■ **Task directions**
Using the Columbia Flooring article below, answer these:
(a) How many additional jobs did the new third shift create?
(b) Which company purchased the Melbourne plant in August?
(c) Whom did Tommy Adkins succeed as plant manager?

■ **Reading passage**
Columbia Flooring changes hands, adds workers

Tuesday, October 2, 2007

Columbia Flooring Plant in Melbourne
At a time when plant closings and layoffs are an everyday occurance, a local manufacturing plant is expanding its workforce, proving that good management and a quality product leads to success.

Columbia Flooring in Melbourne has a new cooperate owner, a new plant manager and a new third shift which has created 75 additional jobs for the area.

In August, Mohawk Industries purchased from Columbia Forest Products the Melbourne plant as well as three other solid wood and engineering plants located in Holden, W.Va., Danville, Virg., and Malaysia.

"We're excited to have the recognition of Mohawk Industries here in this plant," said Plant Manager Tommy Adkins. "Mohawk is a very, very large floor covering company, and we've become a member of a huge family."

Adkins took over as plant manager in May following the retirement of long-time plant manager Steve Gates.

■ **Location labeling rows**
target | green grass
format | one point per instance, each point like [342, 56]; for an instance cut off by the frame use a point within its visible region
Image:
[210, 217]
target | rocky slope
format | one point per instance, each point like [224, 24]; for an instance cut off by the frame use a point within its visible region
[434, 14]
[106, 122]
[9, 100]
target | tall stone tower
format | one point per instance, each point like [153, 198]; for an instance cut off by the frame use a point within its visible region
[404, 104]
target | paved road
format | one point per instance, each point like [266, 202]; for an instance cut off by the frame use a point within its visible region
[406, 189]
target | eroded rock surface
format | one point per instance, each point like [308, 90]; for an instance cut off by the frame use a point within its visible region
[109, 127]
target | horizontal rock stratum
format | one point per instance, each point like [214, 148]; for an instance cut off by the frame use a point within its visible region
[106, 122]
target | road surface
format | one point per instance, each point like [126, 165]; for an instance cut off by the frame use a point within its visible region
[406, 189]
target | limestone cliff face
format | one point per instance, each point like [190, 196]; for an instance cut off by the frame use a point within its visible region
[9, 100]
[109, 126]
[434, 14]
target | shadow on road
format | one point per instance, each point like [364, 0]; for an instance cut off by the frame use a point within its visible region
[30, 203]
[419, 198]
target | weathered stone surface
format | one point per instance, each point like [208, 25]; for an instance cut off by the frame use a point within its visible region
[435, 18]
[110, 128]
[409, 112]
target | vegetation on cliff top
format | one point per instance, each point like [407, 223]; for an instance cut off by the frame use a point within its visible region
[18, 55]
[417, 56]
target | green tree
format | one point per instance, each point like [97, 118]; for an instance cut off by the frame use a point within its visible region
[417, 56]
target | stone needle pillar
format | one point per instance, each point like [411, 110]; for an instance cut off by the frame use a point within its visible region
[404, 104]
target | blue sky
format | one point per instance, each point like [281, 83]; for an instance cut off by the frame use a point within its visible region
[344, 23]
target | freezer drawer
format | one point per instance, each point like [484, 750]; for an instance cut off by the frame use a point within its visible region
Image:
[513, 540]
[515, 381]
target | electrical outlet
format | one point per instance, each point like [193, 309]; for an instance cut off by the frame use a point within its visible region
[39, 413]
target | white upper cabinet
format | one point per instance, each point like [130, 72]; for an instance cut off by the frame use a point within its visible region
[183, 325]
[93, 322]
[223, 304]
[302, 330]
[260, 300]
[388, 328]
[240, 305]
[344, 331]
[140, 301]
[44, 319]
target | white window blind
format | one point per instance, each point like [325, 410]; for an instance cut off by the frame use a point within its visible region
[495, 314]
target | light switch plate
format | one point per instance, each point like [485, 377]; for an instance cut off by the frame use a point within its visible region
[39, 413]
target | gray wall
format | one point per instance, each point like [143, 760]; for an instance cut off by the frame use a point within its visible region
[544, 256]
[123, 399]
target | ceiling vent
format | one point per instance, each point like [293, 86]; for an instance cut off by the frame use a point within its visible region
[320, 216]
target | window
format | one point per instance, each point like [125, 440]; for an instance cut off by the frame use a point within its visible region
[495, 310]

■ **Task output**
(a) 75
(b) Mohawk Industries
(c) Steve Gates